• **Objective a**
Find each line in the rows below that contains the word "hotel", and report those lines in full.

------ Page extract

Only later did I learn that Bonhoeffer was a founding member of the Confessing Church in Germany - a group that split from the Lutheran church, taking a clear stance against Hitler's policies of anti-semitism and calling for the church to resist Nazi policies. In fact, I learned in the film "Bonhoeffer" that he went frightningly far along that path, to the point of becoming involved in a plot to assassinate Hitler - which failed. He was discovered, arrested and imprisoned, and finally hanged on April 9, 1945. The Wikipedia entry here is a good place to get an overview of Bonhoeffer's life, work, and influence.
If you have ever considered what it must have been like in that time - or going farther, to imagine being a German citizen, or a member of the German Church ...well, I have not known what to think about it. What could anyone do? I recently watched the movie Divided We Fall ( "In Nazi occupied Czechoslovakia, a childless couple agree to hide a Jewish friend at great personal risk of discovery and execution.") These stories always challenge us, I think, to admit how difficult it is to make a significant sacrifice for others, and at the same time, to acknowledge that such sacrifice is the essence of our humanity.

------------
------ Records for the exercise

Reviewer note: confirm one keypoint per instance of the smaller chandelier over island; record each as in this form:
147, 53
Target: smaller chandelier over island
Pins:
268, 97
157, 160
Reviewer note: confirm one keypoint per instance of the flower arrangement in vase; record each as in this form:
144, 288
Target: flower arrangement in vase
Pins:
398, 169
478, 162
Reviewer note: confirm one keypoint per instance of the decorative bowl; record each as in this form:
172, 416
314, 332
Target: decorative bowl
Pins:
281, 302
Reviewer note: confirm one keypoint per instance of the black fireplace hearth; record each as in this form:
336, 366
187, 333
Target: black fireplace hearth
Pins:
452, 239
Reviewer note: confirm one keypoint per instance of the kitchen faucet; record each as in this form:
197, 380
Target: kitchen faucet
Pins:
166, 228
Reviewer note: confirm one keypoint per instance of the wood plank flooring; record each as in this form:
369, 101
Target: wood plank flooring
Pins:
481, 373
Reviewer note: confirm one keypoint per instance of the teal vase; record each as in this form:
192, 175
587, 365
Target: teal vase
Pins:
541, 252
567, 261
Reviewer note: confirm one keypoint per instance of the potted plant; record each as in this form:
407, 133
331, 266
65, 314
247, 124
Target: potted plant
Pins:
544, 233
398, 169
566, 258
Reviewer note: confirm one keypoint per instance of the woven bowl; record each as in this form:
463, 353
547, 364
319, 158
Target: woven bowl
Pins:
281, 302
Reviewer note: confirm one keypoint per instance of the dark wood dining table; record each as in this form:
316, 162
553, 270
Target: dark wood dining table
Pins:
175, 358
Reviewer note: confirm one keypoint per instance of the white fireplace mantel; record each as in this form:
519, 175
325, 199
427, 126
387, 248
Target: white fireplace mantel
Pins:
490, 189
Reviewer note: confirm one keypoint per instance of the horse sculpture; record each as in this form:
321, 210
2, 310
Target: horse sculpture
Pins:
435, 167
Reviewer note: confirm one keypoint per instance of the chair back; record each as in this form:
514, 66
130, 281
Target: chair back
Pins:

------------
------ Records for the exercise

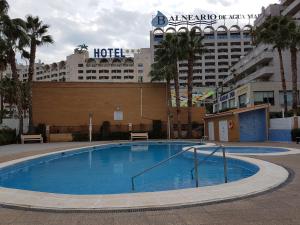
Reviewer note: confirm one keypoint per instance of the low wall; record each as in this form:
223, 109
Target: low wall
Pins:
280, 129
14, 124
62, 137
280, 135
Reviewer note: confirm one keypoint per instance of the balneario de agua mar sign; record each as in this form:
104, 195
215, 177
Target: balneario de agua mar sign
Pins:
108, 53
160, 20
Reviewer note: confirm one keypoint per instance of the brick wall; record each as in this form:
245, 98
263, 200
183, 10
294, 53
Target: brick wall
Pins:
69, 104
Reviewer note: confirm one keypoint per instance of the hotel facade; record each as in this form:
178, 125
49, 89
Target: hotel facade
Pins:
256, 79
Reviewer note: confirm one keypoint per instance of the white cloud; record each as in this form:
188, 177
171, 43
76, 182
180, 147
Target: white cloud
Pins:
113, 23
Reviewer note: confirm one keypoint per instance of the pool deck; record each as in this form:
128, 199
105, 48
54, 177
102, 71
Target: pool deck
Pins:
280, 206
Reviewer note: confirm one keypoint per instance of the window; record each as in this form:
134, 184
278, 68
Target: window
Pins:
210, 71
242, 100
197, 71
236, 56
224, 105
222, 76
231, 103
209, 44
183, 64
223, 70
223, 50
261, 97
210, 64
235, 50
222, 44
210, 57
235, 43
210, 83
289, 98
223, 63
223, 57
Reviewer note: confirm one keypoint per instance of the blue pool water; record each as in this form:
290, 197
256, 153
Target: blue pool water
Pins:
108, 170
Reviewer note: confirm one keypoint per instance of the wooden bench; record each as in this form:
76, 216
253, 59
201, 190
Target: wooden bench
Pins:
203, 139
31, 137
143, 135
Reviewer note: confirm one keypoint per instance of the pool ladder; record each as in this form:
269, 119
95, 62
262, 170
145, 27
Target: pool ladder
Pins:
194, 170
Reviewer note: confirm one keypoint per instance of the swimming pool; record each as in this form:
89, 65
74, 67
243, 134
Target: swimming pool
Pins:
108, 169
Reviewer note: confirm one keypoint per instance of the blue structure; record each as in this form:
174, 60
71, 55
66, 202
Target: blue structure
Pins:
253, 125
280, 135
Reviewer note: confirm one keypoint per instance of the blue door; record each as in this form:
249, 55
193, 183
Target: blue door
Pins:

------------
------ Records for the exercise

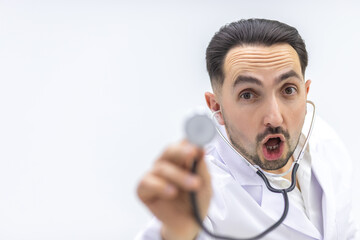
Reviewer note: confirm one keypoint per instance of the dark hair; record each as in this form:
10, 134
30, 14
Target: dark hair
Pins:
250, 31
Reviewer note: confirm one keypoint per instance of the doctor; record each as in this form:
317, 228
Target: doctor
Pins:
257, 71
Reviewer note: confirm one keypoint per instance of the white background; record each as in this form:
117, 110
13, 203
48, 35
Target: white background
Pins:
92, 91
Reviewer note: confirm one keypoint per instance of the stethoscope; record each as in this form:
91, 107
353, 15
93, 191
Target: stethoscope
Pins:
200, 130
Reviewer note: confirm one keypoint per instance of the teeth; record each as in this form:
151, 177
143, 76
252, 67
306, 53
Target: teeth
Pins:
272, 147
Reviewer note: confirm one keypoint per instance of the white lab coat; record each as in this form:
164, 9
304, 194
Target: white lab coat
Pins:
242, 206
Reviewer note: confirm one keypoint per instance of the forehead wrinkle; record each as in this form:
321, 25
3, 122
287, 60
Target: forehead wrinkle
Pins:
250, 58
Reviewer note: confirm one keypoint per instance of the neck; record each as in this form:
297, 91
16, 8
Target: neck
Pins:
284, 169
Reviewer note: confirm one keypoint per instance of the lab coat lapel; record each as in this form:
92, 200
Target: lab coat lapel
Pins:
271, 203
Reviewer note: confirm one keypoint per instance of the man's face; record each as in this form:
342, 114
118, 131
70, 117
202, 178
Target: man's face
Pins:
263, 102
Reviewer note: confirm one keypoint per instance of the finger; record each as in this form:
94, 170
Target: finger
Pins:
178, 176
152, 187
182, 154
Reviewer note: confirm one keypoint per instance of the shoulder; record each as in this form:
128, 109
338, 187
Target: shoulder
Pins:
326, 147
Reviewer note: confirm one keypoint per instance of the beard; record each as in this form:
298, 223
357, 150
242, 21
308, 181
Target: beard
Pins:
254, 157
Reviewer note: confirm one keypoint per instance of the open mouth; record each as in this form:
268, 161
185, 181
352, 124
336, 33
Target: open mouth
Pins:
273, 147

------------

• **Objective b**
Write the next part of the reflection on Bonhoeffer and resistance to the Nazis above, picking up after its last sentence.

• **Task response a**
Reviewer note: confirm one keypoint per instance of the hotel facade; record each as in this form:
Target: hotel facade

• **Task response b**
A great quote from the Bonhoeffer movie home page makes the connection for me, at least:
"We have been the silent witnesses of evil deeds...Will our inward power of resistance be enough for us to find our way back?"
Finally - a shortcut (as I am on break, but still at work!) - the entry for "The Cost of Discipleship" from the Wikipedia article that I am leaning so heavily on here:
Bonhoeffer's most widely read book begins, "Cheap grace is the mortal enemy of our church. Our struggle today is for costly grace." That was a sharp warning to his own church, which was engaged in bitter conflict with the official nazified state church, The book was first published in 1937 as Nachfolge (Discipleship). It soon became a classic exposition of what it means to follow Christ in a modern world beset by a dangerous and criminal government. At its center stands an interpretation of the Sermon on the Mount: what Jesus demanded of his followers—and how the life of discipleship is to be continued in all ages of the post- resurrection church.
All I can say is, wow-he really lived his faith. And we are called to do the same...each in the way that we are called. Clearly, there is much need for discernment, but I am challenged by this anniversary of Bonhoeffer's death, coming as it does in the Christian Holy Week, to consider what its message is for my life.
1 comment:
Dietriech Boenhoeffer was the teologian I always admired. It was very long time ago when I read his books (still have one translated to Polish). But do not remember its title.
He was very well known in Poland, was one of these persons who were regarded as German heroes when Polish Christians stretched their hand to Germans in famous gesture called: "We forgive and beg forgiveness" in 1964.
Even though I'm today far from Christianity - I admire such people like Dietrich Boenhoeffer, Edith Stein and many other brave Germans, for whom the war was, in a moral sense, even a bigger tragedy than for us...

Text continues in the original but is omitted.